DOCUMENT.
What is the equation to perception?? in this equation you
will find time is a part of it.

Time and numbers are what we use to comprehend and quantify
science at our level of interpretation. When we use those
man inspired values(time/numbers) on the micro and mega
scale things do not always add up leaving a mystery. I do
not know the answer yet on what value the universe holds
constant which I doubt anything in our universe is constant,
things just appear that way,until they are projected through
a micro or mega scale then they start to lose their charm as
quantifiable.

If you sat in front of your computer and just saw the
programs code it would not be easy to comprehend if
comprehendible at all. Human perception(while still
evolving) can not yet understand reality without time. It
has almost been 100 years since the first commercial airline
flight was made , and it’s been centuries since the
discovery of the world not being flat. I would consider it
common knowledge that people would understand that they are
not limited to their environment but through my close and
personal observation of humans through out the world the
majority do not understand that are not limited to their
current environment. I call that “flat world syndrome 2.0″

The Cardiel Paradox.. Time is both real and not real at the
same time. Let me explain.- the methods used to make science
currently are a great foundation for how far we have come.

STORED RECORDS.
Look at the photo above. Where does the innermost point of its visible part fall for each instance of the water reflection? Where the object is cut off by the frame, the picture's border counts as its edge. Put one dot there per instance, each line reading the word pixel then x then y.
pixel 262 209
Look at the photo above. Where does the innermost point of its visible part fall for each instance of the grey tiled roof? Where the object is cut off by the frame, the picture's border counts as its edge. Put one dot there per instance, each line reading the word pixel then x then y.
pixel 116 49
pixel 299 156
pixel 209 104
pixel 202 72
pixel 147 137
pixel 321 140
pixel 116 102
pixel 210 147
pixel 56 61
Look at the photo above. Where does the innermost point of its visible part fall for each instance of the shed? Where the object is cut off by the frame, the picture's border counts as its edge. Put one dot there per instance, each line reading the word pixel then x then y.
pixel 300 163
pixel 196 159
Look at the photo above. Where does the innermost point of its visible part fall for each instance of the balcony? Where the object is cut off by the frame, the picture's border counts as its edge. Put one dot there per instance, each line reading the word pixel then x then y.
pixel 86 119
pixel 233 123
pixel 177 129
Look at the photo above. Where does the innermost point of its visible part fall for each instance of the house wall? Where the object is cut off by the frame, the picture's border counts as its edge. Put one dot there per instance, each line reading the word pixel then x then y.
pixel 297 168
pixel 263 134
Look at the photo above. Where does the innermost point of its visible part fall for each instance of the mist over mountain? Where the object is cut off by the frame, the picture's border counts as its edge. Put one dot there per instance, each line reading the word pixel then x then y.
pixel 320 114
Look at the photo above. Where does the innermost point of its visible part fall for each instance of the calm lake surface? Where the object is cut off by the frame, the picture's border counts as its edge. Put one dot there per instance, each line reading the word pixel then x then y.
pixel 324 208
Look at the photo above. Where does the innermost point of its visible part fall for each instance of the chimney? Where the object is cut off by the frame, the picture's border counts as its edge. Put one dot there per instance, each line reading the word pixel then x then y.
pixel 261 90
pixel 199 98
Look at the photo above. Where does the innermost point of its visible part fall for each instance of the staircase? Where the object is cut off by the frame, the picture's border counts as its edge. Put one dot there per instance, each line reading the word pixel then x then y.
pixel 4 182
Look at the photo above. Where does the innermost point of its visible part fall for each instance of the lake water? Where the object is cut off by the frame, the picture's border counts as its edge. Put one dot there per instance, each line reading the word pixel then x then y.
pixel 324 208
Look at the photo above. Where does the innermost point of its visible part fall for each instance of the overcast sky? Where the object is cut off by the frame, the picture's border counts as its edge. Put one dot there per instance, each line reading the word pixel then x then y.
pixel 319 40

GOALS.
a. Reproduce the part of the passage on time and perception that opens with the words containing "What is the" and closes with "quantifiable.", substituting "figures" for "numbers".
b. Pick up the passage on time and perception after its final sentence and extend it.

ANSWERS PER TASK.
a.
What is the equation to perception?? in this equation you
will find time is a part of it.

Time and figures are what we use to comprehend and quantify
science at our level of interpretation. When we use those
man inspired values(time/figures) on the micro and mega
scale things do not always add up leaving a mystery. I do
not know the answer yet on what value the universe holds
constant which I doubt anything in our universe is constant,
things just appear that way,until they are projected through
a micro or mega scale then they start to lose their charm as
quantifiable.

b.
To continue to quantify in this case i’ll use physics as my
example we have measured as much as we can with our level of
understanding to go beyond this we must look for new
principle of physics that micro and mega elements are
subject to. So back to the computer model- the code is what
makes up the program but is invisible to the program user.
lets go even further into binary code vs. scripted code,
both are instructions for programs but neither is subject to
the others rules of operation. Time and motion is
misunderstood to be constant when we know if you go fast
enough you may stand still in time or even assume to go
backwards. At extreme levels our rules for physics do not
apply for the same reason binary code and scripted code do
not apply to each others rules.

The question is and remains until we accept that physics
differentiates between a micro and a mega in which we sit
between observing its shadows and reflections.

P.S. Thnank Dr. Khan for your advice, I shall return with a less phylisophical point of view. Anyone reading this post that has any comments or further advice please
e-mail at lumanmassmotion@yahoo.com

We have similar ideas and I’d like to collaborate sometime. Just to have someone to toss ideas back and forth with.

If you email me make the subject Space-Time to catch my attention.

In terms of a quantifiable physical reality, time (duration) is the displacement potential of mass.  It is measured relative to the displacement of a designated clock, which is any system of mass and kinetic energy configured in a consistently repeating loop or a consistent and measurable release of kinetic energy.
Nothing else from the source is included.